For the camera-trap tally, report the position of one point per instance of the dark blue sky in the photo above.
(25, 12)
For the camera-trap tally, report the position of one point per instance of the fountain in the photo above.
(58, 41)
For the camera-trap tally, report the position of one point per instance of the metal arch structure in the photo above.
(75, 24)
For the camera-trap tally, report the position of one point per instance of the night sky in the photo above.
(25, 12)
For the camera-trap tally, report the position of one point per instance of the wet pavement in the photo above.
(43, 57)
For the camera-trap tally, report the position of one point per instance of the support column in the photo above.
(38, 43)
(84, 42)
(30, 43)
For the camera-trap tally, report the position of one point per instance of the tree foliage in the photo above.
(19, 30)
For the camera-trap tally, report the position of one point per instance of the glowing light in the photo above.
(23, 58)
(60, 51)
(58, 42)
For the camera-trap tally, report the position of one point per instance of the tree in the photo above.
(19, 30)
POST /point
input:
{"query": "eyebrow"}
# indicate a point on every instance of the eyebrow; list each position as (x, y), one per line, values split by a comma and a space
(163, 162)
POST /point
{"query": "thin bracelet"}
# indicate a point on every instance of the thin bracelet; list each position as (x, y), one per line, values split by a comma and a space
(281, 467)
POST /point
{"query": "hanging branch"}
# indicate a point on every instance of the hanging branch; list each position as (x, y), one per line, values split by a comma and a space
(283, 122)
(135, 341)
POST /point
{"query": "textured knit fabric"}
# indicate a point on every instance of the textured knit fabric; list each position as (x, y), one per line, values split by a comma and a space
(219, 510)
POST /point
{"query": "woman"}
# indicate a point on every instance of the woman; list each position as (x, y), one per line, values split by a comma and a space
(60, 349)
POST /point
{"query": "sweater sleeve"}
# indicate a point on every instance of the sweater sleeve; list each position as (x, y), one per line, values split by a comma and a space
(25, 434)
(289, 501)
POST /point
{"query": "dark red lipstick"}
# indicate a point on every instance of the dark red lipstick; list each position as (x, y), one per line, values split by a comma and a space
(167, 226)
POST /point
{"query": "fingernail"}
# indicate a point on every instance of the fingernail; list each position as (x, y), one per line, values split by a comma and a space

● The request
Retype each record exactly, leaving nothing out.

● Exercise answer
For the camera-trap tally, report the position of one point per instance of the dark blue sky in the photo above.
(25, 12)
For the camera-trap tally, report the position of one point per instance of the fountain in the photo above.
(58, 41)
For the camera-trap tally, report the position of one point per instance of the metal arch structure in the photo above.
(75, 24)
For the camera-trap tally, report the position of one point per instance of the night sky in the photo above.
(25, 12)
For the camera-trap tally, report the position of one point per instance of the wet pavement in the photo above.
(43, 57)
For the camera-trap tally, report the position of one point per instance of the support column in the photo above.
(38, 43)
(84, 42)
(30, 43)
For the camera-trap tally, report the position of one point per instance of the tree foliage in the photo above.
(19, 30)
For the camera-trap tally, report the position of one point per instance of the glowing light in the photo above.
(23, 58)
(60, 51)
(58, 42)
For the camera-trap tally, report the position of one point per instance of the tree in the photo above.
(19, 30)
POST /point
input:
{"query": "eyebrow"}
# indicate a point on every instance of the eyebrow; list each position as (x, y), one per line, values split by a comma and a space
(163, 162)
POST /point
{"query": "thin bracelet"}
# indicate a point on every instance of the thin bracelet; list each position as (x, y), one per line, values split by a comma and a space
(281, 467)
POST /point
{"query": "hanging branch"}
# indicate a point on every instance of the hanging branch; list each position as (x, y), one per line, values split by a comma and a space
(283, 122)
(135, 341)
POST /point
{"query": "textured knit fabric"}
# indicate a point on every instance of the textured knit fabric; list each position as (x, y), one per line, values split by a comma and a space
(219, 510)
POST /point
{"query": "woman"}
# indicate a point on every instance of the woman; list each position as (x, y), one per line, values split by a comma and a space
(60, 349)
POST /point
{"query": "sweater sleeve"}
# indicate a point on every instance of the sweater sleeve; list each position as (x, y), one per line, values split by a comma and a space
(25, 434)
(289, 501)
POST /point
{"query": "dark red lipstick"}
# indicate a point on every instance of the dark red lipstick; list each position as (x, y), one per line, values split by a comma and a space
(167, 226)
POST /point
{"query": "fingernail"}
# indicate a point on every instance of the fingernail; list each position as (x, y), one per line, values split by a comma and a space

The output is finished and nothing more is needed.